* [Data shown]:
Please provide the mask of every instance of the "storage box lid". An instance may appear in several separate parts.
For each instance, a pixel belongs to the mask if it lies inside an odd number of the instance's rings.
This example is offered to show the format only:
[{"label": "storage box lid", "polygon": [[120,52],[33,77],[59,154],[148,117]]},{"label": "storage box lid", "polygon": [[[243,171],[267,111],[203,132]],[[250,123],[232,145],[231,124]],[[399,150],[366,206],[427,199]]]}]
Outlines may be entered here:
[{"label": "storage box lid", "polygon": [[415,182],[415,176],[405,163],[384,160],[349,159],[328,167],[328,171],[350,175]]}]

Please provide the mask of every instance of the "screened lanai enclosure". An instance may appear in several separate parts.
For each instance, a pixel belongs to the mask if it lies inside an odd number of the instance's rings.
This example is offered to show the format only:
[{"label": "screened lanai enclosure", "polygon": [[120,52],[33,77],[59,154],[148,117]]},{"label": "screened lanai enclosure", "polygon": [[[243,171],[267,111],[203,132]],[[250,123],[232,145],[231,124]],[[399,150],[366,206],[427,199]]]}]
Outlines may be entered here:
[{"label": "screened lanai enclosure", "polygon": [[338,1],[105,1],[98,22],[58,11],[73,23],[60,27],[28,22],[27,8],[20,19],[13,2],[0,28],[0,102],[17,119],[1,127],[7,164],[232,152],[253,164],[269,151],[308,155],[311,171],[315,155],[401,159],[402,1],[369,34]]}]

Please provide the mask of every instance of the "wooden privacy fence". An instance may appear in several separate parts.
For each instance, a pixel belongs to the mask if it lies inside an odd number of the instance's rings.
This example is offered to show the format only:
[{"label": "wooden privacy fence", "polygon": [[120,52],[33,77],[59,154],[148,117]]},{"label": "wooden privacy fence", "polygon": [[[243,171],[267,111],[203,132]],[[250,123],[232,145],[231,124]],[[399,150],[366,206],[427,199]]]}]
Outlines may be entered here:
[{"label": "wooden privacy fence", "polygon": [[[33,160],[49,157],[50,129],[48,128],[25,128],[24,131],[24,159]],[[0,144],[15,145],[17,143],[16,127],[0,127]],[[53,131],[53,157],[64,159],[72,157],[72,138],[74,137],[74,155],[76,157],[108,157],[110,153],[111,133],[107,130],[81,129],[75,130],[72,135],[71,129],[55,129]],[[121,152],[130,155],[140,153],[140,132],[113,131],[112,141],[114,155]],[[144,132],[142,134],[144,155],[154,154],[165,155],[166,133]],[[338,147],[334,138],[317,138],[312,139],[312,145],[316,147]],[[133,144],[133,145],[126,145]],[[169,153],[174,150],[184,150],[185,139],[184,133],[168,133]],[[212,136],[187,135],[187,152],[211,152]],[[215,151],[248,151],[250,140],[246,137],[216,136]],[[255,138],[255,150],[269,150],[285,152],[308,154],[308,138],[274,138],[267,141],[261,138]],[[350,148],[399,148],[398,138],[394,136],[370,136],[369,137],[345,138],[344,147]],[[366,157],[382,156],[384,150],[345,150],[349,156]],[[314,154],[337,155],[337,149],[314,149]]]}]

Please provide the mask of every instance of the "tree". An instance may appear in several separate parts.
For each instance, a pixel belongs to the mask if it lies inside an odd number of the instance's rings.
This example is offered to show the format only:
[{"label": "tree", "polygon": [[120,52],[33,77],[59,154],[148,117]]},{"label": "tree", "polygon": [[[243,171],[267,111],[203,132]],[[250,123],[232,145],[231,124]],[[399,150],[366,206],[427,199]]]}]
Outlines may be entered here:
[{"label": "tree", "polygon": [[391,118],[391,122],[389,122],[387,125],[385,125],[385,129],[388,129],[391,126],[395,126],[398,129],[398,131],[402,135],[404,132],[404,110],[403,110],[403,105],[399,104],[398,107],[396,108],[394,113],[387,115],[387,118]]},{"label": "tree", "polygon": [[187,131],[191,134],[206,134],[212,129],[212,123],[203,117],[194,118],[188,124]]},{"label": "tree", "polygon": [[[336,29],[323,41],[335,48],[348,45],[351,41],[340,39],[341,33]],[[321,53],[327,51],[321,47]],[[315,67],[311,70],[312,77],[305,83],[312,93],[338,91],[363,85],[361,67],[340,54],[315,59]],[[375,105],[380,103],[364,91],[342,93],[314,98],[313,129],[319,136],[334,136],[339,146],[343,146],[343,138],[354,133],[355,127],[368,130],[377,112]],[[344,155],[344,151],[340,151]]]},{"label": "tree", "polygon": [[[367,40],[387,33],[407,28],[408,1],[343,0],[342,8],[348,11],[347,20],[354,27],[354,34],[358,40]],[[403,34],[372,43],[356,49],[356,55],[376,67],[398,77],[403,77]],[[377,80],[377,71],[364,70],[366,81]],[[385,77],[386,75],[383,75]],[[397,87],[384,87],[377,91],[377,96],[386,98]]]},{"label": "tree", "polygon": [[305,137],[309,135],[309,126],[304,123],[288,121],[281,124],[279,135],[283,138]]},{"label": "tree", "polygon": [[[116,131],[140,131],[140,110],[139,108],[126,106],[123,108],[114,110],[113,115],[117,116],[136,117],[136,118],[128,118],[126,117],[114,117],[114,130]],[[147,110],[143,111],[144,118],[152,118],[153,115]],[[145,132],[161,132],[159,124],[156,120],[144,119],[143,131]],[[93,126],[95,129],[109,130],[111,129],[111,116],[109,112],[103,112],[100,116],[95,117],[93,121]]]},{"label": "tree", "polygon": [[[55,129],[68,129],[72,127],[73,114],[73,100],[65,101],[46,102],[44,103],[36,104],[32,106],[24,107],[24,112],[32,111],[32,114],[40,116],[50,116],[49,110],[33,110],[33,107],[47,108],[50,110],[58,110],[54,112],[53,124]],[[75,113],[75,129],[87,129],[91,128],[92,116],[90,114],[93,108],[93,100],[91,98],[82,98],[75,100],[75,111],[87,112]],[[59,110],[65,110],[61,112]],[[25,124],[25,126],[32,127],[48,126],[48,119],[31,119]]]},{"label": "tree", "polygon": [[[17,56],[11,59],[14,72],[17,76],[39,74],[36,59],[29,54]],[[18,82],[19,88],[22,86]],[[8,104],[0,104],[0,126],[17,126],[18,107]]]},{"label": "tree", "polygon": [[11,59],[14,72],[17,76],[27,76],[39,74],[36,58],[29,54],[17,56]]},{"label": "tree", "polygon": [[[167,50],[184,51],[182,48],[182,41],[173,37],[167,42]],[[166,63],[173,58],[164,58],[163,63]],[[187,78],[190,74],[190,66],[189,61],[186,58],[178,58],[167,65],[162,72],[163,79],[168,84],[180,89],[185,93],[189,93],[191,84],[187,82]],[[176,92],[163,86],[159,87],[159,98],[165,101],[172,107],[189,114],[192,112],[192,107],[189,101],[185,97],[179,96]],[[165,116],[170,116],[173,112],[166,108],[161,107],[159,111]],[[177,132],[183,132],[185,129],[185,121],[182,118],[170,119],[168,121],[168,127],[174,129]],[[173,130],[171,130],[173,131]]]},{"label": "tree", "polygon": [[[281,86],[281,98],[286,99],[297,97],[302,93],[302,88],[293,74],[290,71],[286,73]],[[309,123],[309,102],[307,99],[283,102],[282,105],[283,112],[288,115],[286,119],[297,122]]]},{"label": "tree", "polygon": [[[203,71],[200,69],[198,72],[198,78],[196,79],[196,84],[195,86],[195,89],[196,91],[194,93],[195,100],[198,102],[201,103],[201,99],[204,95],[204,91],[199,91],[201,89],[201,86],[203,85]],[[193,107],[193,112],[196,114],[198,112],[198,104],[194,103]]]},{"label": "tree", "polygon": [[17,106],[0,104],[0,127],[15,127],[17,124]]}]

* [Problem description]: Retype the records that precede this task, keeping them exactly the same.

* [Final result]:
Please provide the mask of every instance of the "storage box lid". An instance may appear in several separate parts.
For each instance, a pixel belongs to the mask if it lies inside an odd number of the instance's rings.
This example is offered to show the format only:
[{"label": "storage box lid", "polygon": [[120,52],[33,77],[59,154],[148,117]]},{"label": "storage box lid", "polygon": [[[243,171],[267,111],[203,132]],[[250,123],[232,145],[231,124]],[[399,150],[366,206],[427,199]]]}]
Outlines may be entered here:
[{"label": "storage box lid", "polygon": [[415,182],[415,176],[405,163],[384,160],[349,159],[328,167],[328,171],[350,175]]}]

Please provide the mask of every instance of the "screened lanai enclosure". An instance may appear in several separate parts.
For each instance, a pixel belongs to the mask if it lies inside an odd number of the instance's rings.
This example is offered to show the format only:
[{"label": "screened lanai enclosure", "polygon": [[120,52],[33,77],[59,154],[148,117]]},{"label": "screened lanai enclosure", "polygon": [[[243,171],[267,111],[203,132]],[[250,123],[232,145],[231,124]],[[399,150],[366,206],[427,199]]]}]
Outlines may be entered here:
[{"label": "screened lanai enclosure", "polygon": [[338,1],[105,1],[98,22],[58,11],[73,23],[60,27],[28,22],[27,8],[20,19],[13,2],[0,28],[0,102],[17,119],[1,127],[7,164],[232,152],[253,164],[269,151],[308,155],[311,171],[315,155],[401,159],[402,1],[369,34]]}]

Please provide the mask of every instance of the "wooden privacy fence". An instance may appear in several separate parts.
For each instance, a pixel belongs to the mask if it lies inside an odd number of the instance's rings.
This example is offered to show the format only:
[{"label": "wooden privacy fence", "polygon": [[120,52],[33,77],[59,154],[148,117]]},{"label": "wooden privacy fence", "polygon": [[[243,171],[267,111],[203,132]],[[250,123],[232,145],[231,124]],[[399,150],[366,206],[427,199]]]}]
Outlines may be entered here:
[{"label": "wooden privacy fence", "polygon": [[[33,160],[49,157],[50,129],[48,128],[25,128],[24,131],[24,159]],[[0,144],[15,145],[17,143],[16,127],[0,127]],[[53,131],[53,157],[64,159],[72,157],[72,138],[74,137],[74,155],[76,157],[108,157],[110,153],[111,133],[107,130],[81,129],[75,130],[72,135],[71,129],[55,129]],[[121,152],[130,155],[140,153],[140,132],[113,131],[112,141],[114,155]],[[144,132],[142,134],[144,155],[154,154],[165,155],[166,133]],[[338,147],[334,138],[317,138],[312,139],[312,145],[316,147]],[[133,144],[133,145],[126,145]],[[169,153],[174,150],[184,150],[185,139],[184,133],[168,133]],[[212,136],[187,135],[187,152],[211,152]],[[215,151],[248,151],[250,140],[246,137],[216,136]],[[255,138],[255,150],[269,150],[285,152],[308,154],[308,138],[274,138],[267,141],[261,138]],[[350,148],[399,148],[398,138],[394,136],[370,136],[369,137],[345,138],[344,147]],[[366,157],[382,156],[384,150],[345,150],[349,156]],[[314,154],[337,155],[337,149],[314,149]]]}]

Please provide the mask of every instance of the "tree". An instance may appear in several separate parts.
For each instance, a pixel belongs to the mask if it lies inside an odd number of the instance's rings.
This example is offered to show the format only:
[{"label": "tree", "polygon": [[120,52],[33,77],[59,154],[148,117]]},{"label": "tree", "polygon": [[[243,171],[267,111],[203,132]],[[250,123],[232,145],[231,124]],[[399,150],[366,206],[427,199]]]}]
Outlines may be entered here:
[{"label": "tree", "polygon": [[391,118],[391,122],[389,122],[387,125],[385,125],[385,129],[388,129],[391,126],[395,126],[398,129],[398,131],[402,135],[404,132],[404,110],[403,110],[403,105],[399,104],[398,107],[396,108],[394,113],[387,115],[387,118]]},{"label": "tree", "polygon": [[187,131],[191,134],[206,134],[212,129],[212,123],[203,117],[194,118],[188,124]]},{"label": "tree", "polygon": [[[336,29],[323,41],[335,48],[348,45],[351,41],[340,39],[341,33]],[[321,53],[327,51],[321,47]],[[315,67],[311,70],[312,77],[305,83],[312,93],[338,91],[363,85],[361,67],[340,54],[315,59]],[[375,105],[380,103],[364,91],[342,93],[314,98],[313,129],[319,136],[334,136],[339,146],[343,146],[343,138],[354,133],[355,127],[368,130],[377,112]],[[344,155],[344,151],[340,151]]]},{"label": "tree", "polygon": [[[367,40],[387,33],[407,28],[408,1],[343,0],[342,8],[348,11],[347,20],[354,27],[354,34],[358,40]],[[403,34],[372,43],[356,49],[356,55],[376,67],[398,77],[403,77]],[[377,80],[377,71],[364,70],[366,81]],[[385,77],[386,75],[383,75]],[[397,87],[384,87],[377,91],[377,96],[386,98]]]},{"label": "tree", "polygon": [[305,137],[309,135],[309,126],[304,123],[288,121],[281,124],[279,135],[283,138]]},{"label": "tree", "polygon": [[[116,131],[140,131],[140,110],[139,108],[126,106],[123,108],[114,110],[113,115],[117,116],[136,117],[136,118],[128,118],[126,117],[114,117],[114,130]],[[147,110],[143,111],[144,118],[152,118],[153,115]],[[145,132],[161,132],[159,124],[156,120],[144,119],[143,131]],[[93,126],[95,129],[109,130],[111,129],[111,116],[109,112],[103,112],[100,116],[95,117],[93,121]]]},{"label": "tree", "polygon": [[[55,129],[68,129],[72,127],[73,114],[73,100],[65,101],[46,102],[44,103],[36,104],[32,106],[24,107],[24,112],[32,111],[32,114],[40,116],[50,116],[49,110],[33,110],[33,107],[47,108],[50,110],[58,110],[54,112],[53,124]],[[75,113],[75,129],[87,129],[91,128],[92,116],[90,114],[93,108],[93,100],[91,98],[82,98],[75,100],[75,111],[87,112]],[[59,110],[65,110],[61,112]],[[25,124],[25,126],[32,127],[48,126],[48,119],[31,119]]]},{"label": "tree", "polygon": [[[17,56],[11,59],[14,72],[17,76],[39,74],[36,59],[29,54]],[[18,82],[19,88],[22,86]],[[8,104],[0,104],[0,126],[17,126],[18,107]]]},{"label": "tree", "polygon": [[11,59],[14,72],[17,76],[27,76],[39,74],[36,58],[29,54],[17,56]]},{"label": "tree", "polygon": [[[167,50],[184,51],[182,48],[182,41],[173,37],[167,42]],[[166,63],[173,58],[164,58],[163,63]],[[187,78],[190,74],[190,66],[189,61],[186,58],[178,58],[167,65],[162,72],[163,79],[168,84],[180,89],[185,93],[189,93],[191,84],[187,82]],[[176,92],[163,86],[159,87],[159,98],[165,101],[172,107],[189,114],[192,112],[192,107],[189,101],[185,97],[179,96]],[[165,116],[170,116],[173,112],[166,108],[161,107],[159,111]],[[177,132],[183,132],[185,129],[185,121],[182,118],[170,119],[168,121],[168,127],[174,129]],[[173,130],[171,130],[173,131]]]},{"label": "tree", "polygon": [[[281,86],[281,98],[286,99],[297,97],[302,93],[302,88],[293,74],[290,71],[286,73]],[[309,123],[309,102],[307,99],[283,102],[282,105],[283,112],[288,115],[286,119],[297,122]]]},{"label": "tree", "polygon": [[[203,71],[200,69],[198,72],[198,78],[196,79],[196,84],[195,86],[195,89],[196,91],[194,93],[195,100],[198,102],[201,103],[201,99],[204,95],[204,91],[199,91],[201,89],[201,86],[203,85]],[[193,107],[193,112],[196,114],[198,112],[198,104],[194,103]]]},{"label": "tree", "polygon": [[17,106],[0,104],[0,127],[15,127],[17,124]]}]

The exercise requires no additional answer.